About this exercise: Filter this data down to the lines that hold "black", and copy them.

Task input:

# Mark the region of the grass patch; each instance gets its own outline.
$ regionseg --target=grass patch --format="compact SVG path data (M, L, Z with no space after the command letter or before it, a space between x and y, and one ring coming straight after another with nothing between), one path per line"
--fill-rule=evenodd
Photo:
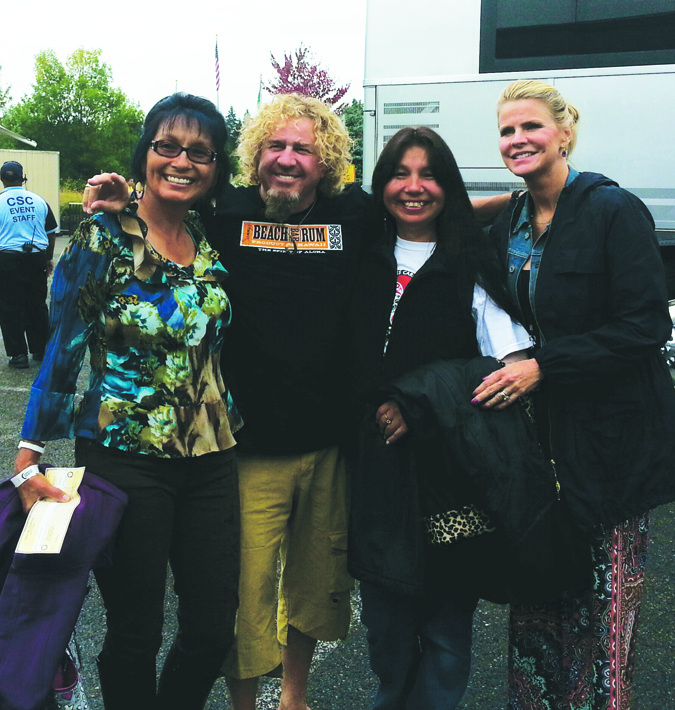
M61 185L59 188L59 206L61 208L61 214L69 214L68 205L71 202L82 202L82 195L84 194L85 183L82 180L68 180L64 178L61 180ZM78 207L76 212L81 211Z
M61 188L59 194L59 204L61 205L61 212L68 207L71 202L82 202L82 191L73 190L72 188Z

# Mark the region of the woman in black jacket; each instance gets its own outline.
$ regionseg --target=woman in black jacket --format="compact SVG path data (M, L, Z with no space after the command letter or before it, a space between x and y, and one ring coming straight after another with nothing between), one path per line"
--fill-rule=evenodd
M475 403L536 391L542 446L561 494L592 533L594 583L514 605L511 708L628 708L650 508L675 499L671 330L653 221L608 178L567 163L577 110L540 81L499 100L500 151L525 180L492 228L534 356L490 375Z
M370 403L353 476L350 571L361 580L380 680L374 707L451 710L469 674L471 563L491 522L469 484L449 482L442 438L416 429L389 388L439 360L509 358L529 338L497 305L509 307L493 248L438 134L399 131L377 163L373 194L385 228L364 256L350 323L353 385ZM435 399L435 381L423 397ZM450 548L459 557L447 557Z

Answer below:
# Mark the region of the woman in black jacket; each instance gets its own outline.
$ regionseg --target=woman in black jacket --format="compact SVG path data (M, L, Z with no space after the command letter or before it, a space between x and y, and one ring coming straight after another with nothing between), one path per line"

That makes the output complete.